[Information given]
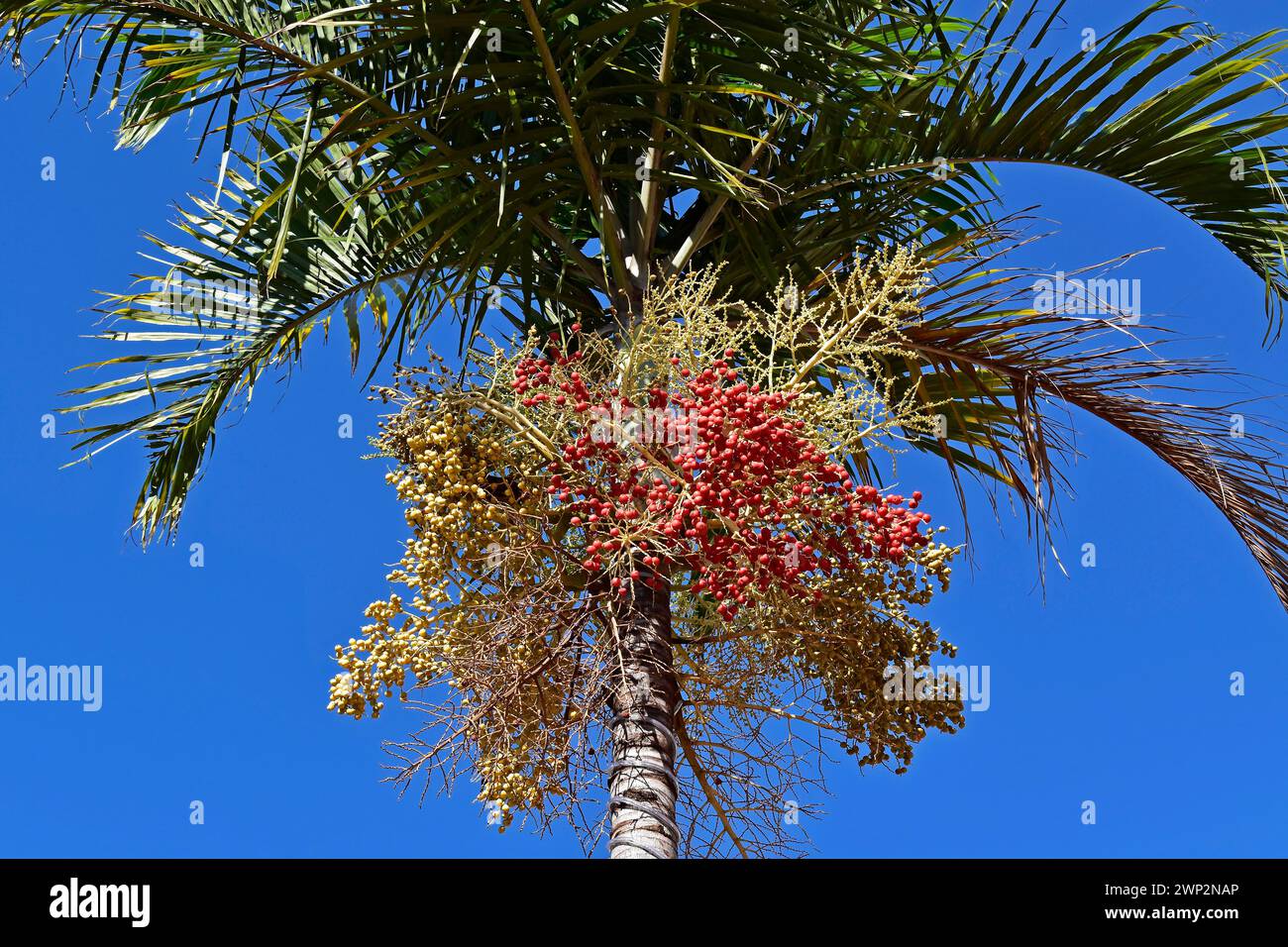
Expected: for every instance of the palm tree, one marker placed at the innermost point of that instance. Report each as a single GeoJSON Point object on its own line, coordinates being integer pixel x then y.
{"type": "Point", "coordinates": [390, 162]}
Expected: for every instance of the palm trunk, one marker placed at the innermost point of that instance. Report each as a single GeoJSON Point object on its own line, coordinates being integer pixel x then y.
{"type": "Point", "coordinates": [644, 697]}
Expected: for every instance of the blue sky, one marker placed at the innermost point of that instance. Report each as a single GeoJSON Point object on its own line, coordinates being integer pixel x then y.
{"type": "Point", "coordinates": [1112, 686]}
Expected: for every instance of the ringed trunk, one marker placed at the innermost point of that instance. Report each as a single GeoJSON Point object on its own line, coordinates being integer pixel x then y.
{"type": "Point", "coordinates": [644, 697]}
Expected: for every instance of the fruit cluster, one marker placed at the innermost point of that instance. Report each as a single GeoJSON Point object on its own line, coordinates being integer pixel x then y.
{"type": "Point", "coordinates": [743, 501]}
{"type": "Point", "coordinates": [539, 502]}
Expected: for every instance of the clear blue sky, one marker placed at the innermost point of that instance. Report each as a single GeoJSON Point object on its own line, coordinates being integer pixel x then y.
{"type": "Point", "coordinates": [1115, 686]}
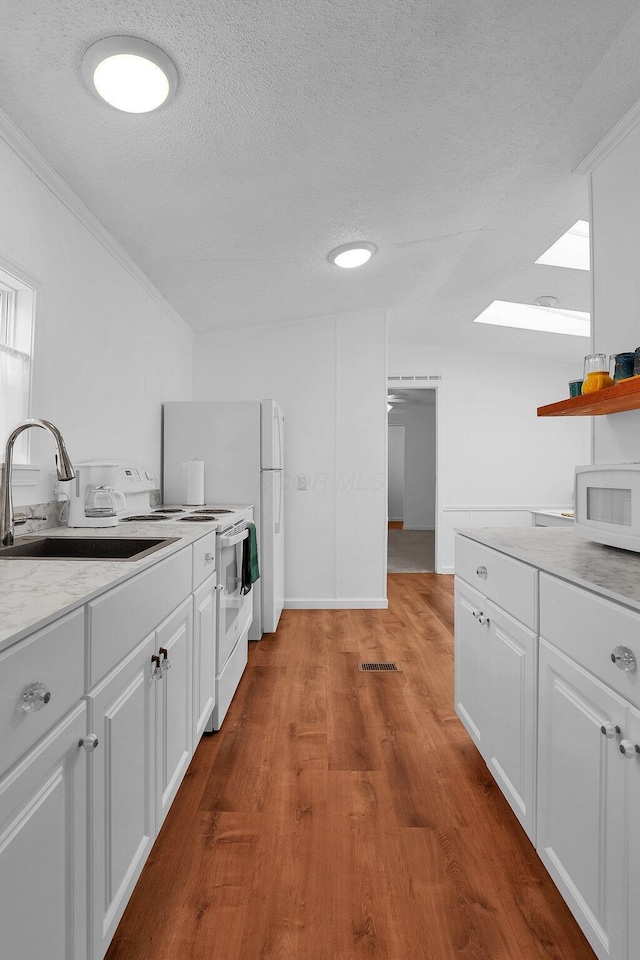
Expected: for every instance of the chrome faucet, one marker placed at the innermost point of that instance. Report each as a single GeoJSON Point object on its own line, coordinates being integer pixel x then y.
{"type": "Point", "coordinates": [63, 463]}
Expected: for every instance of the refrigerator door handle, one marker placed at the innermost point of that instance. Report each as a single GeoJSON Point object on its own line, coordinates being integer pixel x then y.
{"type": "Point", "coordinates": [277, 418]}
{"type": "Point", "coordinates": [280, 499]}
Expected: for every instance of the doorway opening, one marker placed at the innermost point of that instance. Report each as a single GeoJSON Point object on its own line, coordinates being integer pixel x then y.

[Set problem] Only those lines running from the one containing "Expected: for every instance of the refrigerator" through the last line of the data above are to be copied, exactly, with both ends included.

[Task output]
Expected: for every instance of the refrigerator door handle, one marker placed at the innermost point of that instance. Report each as a single GeoJSON Point object on its own line, coordinates being integer pixel x then y.
{"type": "Point", "coordinates": [277, 418]}
{"type": "Point", "coordinates": [280, 499]}
Expected: for every instance of the doorway opening, one marker placed at the innermost point of that instance. Report each as a single GeoJSON Point object on its own line, coordinates being integer pixel x then y.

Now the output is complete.